═════ EXERCISE MATERIALS ═════
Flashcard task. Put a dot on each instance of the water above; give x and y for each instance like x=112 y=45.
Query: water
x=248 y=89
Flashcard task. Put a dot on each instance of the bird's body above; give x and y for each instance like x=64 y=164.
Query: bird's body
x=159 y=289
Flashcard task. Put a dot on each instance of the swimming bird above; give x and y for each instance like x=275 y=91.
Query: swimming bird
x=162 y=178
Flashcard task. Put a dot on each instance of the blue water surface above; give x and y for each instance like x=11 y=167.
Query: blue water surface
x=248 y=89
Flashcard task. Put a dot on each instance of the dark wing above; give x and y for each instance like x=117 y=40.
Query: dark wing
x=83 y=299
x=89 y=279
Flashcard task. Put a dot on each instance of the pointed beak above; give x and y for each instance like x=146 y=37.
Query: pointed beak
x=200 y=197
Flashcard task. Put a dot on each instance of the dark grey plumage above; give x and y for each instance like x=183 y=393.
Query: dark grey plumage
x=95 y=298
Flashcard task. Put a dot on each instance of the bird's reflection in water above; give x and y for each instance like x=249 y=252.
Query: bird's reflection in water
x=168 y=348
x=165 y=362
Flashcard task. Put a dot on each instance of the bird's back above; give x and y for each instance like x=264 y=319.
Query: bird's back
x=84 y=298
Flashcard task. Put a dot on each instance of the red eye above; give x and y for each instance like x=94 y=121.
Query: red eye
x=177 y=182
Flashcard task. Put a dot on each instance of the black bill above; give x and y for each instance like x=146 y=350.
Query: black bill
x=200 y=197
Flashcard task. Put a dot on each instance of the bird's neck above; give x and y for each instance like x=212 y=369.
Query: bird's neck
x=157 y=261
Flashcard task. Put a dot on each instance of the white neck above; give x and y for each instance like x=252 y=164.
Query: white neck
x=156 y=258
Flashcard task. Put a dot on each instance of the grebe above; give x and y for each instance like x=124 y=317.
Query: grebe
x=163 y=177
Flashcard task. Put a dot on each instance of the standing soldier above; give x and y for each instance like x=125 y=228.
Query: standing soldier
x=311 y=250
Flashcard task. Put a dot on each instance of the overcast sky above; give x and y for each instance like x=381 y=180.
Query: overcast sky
═════
Give back all of these lines with "Put a dot" swapped for "Place a mark" everywhere, keeping the rest unchanged.

▸ **EXERCISE ANSWER**:
Flashcard task. Place a mark on each instance of the water above; give x and y for each instance like x=112 y=45.
Query: water
x=248 y=89
Flashcard task. Place a mark on each instance of the bird's body above; give x and y for each instance like x=64 y=164.
Query: bird's body
x=159 y=289
Flashcard task. Place a mark on each instance of the swimming bird above; give x and y for each instance like x=275 y=91.
Query: swimming bird
x=162 y=178
Flashcard task. Place a mark on each instance of the blue water surface above; give x and y for each instance like x=11 y=167.
Query: blue water surface
x=248 y=89
Flashcard task. Place a mark on each instance of the dark wing above; give x and y for each instance like x=117 y=40.
Query: dark wing
x=83 y=299
x=89 y=279
Flashcard task. Place a mark on each instance of the pointed beak above; give x and y for each instance like x=146 y=37.
Query: pointed beak
x=200 y=197
Flashcard task. Place a mark on each instance of the dark grey plumage above; give x and y for each instance like x=183 y=393.
Query: dark grey plumage
x=95 y=298
Flashcard task. Place a mark on each instance of the bird's reflection in water above; give x and y for each instance like x=249 y=252.
Query: bird's reflection in water
x=168 y=348
x=165 y=362
Flashcard task. Place a mark on each instance of the bird's back above; give x and y for each instance like x=264 y=319.
Query: bird's back
x=84 y=298
Flashcard task. Place a mark on each instance of the red eye above; give x and y for each instance like x=94 y=121.
Query: red eye
x=177 y=182
Flashcard task. Place a mark on each instance of the black bill above; give x and y for each instance like x=146 y=350.
Query: black bill
x=200 y=197
Flashcard task. Place a mark on each instance of the bird's neck above; give x and y for each instance like x=212 y=369.
Query: bird's neck
x=157 y=261
Flashcard task. Place a mark on each instance of the white neck above; give x and y for each instance like x=252 y=164.
Query: white neck
x=156 y=258
Flashcard task. Place a mark on each instance of the grebe above; give x and y for each instance like x=124 y=317.
Query: grebe
x=163 y=177
Flashcard task. Place a mark on each instance of the standing soldier above; give x and y for each instance like x=125 y=228.
Query: standing soldier
x=311 y=250
Flashcard task. Place a mark on each instance of the overcast sky above; give x and y for each instance like x=381 y=180.
Query: overcast sky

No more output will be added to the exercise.